(Passage for review):

════

But even as the team did well, Banner got heat. He understood the JOE THE CLOTHES SALESMAN signs at the Vet making fun of him early on — as somebody from Boston, as somebody with no football background, he had to prove himself. Winning, though, didn’t ingratiate Banner to fans: He was still the cold money manager who got rid of favorite football sons before we were ready to part with them. And word had it that he was a bear to deal with in negotiations, that some players in the locker room hated Banner.
“Hate? That’s a little much,” says Ike Reese, a WIP jock who played linebacker for the Eagles for seven years. “I think most players, during the time I played, thought, ‘He’s going to be tough to deal with. Prepare yourself to be ready to move on.’” Banner admits that several years ago, linebacker Jeremiah Trotter told him how his negotiating stance, wherein he’d list a player’s deficiencies in excruciating detail, was being received by those donning helmets and pads; Banner toned it down.
Peter Schaffer reps current Eagles Mike Patterson and Jamaal Jackson, and ex-Eagle Tra Thomas, whom Banner didn’t re-sign last year, when Thomas was 34. “I’ve had discussions with Joe,” Schaffer says, “that as medical science and doctors get better, the age cutoff should change.”

════

Saved entries
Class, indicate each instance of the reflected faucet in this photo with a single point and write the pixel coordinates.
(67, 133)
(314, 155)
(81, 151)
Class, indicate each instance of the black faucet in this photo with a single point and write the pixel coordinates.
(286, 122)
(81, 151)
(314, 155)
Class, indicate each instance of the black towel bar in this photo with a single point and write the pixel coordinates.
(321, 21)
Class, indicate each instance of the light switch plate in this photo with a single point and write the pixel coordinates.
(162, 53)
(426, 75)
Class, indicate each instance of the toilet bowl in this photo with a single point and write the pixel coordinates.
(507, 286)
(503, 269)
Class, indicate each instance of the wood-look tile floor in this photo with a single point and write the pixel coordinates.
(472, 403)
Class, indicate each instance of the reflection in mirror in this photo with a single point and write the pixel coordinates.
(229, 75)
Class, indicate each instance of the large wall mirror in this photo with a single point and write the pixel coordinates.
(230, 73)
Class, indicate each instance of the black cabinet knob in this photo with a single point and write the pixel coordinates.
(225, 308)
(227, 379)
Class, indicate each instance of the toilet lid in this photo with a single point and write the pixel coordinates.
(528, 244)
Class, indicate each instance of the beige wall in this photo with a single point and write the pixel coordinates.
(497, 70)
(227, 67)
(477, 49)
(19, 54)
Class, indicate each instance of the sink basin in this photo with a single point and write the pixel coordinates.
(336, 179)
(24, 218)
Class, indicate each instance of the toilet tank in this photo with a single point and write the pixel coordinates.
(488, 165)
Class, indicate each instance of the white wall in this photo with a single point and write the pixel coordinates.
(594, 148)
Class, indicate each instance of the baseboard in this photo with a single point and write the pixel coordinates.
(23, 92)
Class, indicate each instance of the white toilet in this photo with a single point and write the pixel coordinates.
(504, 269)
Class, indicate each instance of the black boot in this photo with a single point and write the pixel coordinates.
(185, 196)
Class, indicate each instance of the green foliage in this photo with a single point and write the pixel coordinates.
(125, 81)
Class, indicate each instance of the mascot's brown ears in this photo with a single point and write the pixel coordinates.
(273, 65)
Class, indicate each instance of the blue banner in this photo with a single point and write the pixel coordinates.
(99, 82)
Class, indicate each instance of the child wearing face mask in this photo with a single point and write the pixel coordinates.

════

(What this task involves):
Copy out the passage about Joe Banner and the Eagles word for word, from start to finish.

(Your solution):
But even as the team did well, Banner got heat. He understood the JOE THE CLOTHES SALESMAN signs at the Vet making fun of him early on — as somebody from Boston, as somebody with no football background, he had to prove himself. Winning, though, didn’t ingratiate Banner to fans: He was still the cold money manager who got rid of favorite football sons before we were ready to part with them. And word had it that he was a bear to deal with in negotiations, that some players in the locker room hated Banner.
“Hate? That’s a little much,” says Ike Reese, a WIP jock who played linebacker for the Eagles for seven years. “I think most players, during the time I played, thought, ‘He’s going to be tough to deal with. Prepare yourself to be ready to move on.’” Banner admits that several years ago, linebacker Jeremiah Trotter told him how his negotiating stance, wherein he’d list a player’s deficiencies in excruciating detail, was being received by those donning helmets and pads; Banner toned it down.
Peter Schaffer reps current Eagles Mike Patterson and Jamaal Jackson, and ex-Eagle Tra Thomas, whom Banner didn’t re-sign last year, when Thomas was 34. “I’ve had discussions with Joe,” Schaffer says, “that as medical science and doctors get better, the age cutoff should change.”